_TASK OBJECTIVE_. In the entries that follow, the first line to write out is the one containing "Target: recessed ceiling light", and the last is the one containing "Target: valencia player in white jersey". Reproduce that stretch exactly, with nothing before or after it.

DATA SHOWN START

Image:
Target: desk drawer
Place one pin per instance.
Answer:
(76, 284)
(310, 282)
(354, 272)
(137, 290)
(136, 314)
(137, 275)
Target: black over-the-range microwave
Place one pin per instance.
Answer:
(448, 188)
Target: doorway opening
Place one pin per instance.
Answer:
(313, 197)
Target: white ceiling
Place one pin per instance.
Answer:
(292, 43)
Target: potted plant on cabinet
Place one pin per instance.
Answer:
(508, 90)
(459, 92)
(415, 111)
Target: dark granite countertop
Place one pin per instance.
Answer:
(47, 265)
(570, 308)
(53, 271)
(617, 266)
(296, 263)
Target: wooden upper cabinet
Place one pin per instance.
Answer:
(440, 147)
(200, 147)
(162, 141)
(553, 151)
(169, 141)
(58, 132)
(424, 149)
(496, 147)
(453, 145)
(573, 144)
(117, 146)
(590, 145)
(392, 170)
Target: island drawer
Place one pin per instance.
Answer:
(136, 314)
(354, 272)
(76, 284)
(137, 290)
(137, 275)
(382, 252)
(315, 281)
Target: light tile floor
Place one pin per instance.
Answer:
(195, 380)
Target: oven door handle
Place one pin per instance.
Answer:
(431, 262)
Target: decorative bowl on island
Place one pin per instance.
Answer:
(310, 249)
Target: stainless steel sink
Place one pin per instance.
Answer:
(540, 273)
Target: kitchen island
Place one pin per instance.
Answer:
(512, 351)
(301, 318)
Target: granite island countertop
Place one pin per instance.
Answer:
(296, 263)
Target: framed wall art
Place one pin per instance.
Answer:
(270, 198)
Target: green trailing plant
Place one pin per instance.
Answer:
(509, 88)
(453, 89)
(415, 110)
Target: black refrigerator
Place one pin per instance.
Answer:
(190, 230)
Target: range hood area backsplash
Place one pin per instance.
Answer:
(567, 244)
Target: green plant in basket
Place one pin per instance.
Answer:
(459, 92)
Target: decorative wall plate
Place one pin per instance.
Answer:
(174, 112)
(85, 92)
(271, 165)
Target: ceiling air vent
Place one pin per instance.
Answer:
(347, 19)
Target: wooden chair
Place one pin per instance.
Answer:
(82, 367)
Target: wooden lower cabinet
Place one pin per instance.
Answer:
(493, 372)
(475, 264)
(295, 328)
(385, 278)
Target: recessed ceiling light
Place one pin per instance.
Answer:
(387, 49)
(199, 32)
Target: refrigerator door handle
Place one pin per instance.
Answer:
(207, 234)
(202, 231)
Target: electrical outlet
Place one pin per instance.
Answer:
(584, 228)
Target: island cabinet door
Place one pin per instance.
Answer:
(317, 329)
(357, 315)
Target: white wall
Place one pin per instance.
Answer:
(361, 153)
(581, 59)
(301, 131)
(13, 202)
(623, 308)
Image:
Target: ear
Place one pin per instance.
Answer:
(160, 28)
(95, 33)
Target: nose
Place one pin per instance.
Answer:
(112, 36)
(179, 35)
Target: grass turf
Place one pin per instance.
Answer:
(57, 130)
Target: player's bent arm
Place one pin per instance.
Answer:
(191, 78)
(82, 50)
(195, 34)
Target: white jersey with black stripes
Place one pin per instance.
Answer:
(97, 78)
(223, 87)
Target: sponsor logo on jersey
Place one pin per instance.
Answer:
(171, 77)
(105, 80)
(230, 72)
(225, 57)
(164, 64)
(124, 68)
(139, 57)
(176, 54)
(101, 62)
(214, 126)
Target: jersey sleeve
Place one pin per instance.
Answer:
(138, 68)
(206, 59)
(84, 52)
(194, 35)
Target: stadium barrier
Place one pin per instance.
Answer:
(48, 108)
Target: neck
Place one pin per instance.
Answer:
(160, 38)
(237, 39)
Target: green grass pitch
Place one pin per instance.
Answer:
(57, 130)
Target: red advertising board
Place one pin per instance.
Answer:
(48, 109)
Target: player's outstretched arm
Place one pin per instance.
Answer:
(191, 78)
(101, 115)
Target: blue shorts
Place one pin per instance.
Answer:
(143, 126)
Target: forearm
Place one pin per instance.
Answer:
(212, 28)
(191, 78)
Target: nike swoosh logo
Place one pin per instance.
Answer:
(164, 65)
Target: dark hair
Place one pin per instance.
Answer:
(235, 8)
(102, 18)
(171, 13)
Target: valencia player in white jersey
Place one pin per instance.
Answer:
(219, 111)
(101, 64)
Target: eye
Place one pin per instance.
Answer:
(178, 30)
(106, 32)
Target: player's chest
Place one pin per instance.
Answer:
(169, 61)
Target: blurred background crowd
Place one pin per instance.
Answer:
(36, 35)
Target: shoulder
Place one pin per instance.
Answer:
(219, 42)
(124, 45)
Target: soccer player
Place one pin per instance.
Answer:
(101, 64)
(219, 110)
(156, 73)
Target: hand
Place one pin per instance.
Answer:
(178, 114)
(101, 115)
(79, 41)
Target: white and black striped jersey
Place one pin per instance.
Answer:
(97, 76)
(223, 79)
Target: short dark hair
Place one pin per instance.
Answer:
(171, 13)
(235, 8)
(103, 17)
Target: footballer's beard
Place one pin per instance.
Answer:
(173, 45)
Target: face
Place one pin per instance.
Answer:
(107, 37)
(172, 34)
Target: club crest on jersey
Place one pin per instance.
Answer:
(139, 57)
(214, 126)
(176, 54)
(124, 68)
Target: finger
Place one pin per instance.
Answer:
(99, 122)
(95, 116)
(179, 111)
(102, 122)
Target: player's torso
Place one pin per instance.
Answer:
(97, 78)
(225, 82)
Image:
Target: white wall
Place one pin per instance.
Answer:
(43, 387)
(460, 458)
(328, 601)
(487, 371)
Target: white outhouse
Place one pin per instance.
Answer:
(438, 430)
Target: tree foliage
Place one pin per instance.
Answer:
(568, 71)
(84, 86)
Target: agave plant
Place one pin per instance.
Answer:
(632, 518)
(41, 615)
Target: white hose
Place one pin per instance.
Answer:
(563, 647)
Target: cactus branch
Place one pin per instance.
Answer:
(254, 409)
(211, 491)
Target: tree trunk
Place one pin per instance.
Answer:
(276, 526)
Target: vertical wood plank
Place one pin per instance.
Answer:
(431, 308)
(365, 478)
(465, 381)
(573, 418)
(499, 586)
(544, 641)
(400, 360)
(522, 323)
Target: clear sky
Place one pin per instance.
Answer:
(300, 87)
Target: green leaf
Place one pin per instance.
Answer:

DATA SHOWN END

_EXERCISE RESULT_.
Target: recessed ceiling light
Place one pin per instance.
Answer:
(387, 49)
(199, 32)
Target: refrigerator door handle
Place one pin per instance.
Answer:
(207, 234)
(202, 231)
Target: electrical outlet
Place one pin per instance.
Answer:
(584, 228)
Target: island cabinet door
Place one pin per instance.
Answer:
(317, 329)
(357, 315)
Target: white wall
Place one pin per instance.
Answer:
(361, 153)
(581, 59)
(301, 131)
(13, 202)
(623, 308)
Image:
Target: ear
Place one pin per instance.
Answer:
(160, 28)
(95, 33)
Target: nose
Place one pin per instance.
Answer:
(112, 36)
(179, 35)
Target: grass turf
Place one pin per instance.
Answer:
(57, 130)
Target: player's bent arm
Place one pin per instance.
Answer:
(191, 78)
(82, 50)
(195, 34)
Target: white jersey with black stripes
Place one pin per instance.
Answer:
(97, 78)
(223, 87)
Target: sponsor logo on jersey
Place one pin per instance.
Answer:
(171, 77)
(105, 80)
(230, 72)
(225, 57)
(164, 64)
(124, 68)
(139, 57)
(176, 54)
(101, 62)
(214, 126)
Target: jersey sleeve
Place one pin per instance.
Answer:
(138, 68)
(206, 59)
(84, 52)
(194, 35)
Target: stadium barrier
Place one pin per instance.
Answer:
(48, 108)
Target: neck
Place one pin per instance.
Answer:
(160, 38)
(237, 39)
Target: green grass pitch
Place one pin per instance.
Answer:
(57, 130)
Target: red advertising board
Place one pin per instance.
Answer:
(48, 109)
Target: player's outstretched arm
Place one pin per instance.
Answer:
(191, 78)
(101, 115)
Target: blue shorts
Place one pin per instance.
Answer:
(143, 126)
Target: forearm
Place one pin per instance.
Answer:
(212, 28)
(191, 78)
Target: nike swoosh logo
Place one pin per instance.
Answer:
(164, 65)
Target: dark hair
Place one pin per instance.
Answer:
(235, 8)
(102, 18)
(171, 13)
Target: valencia player in white jersey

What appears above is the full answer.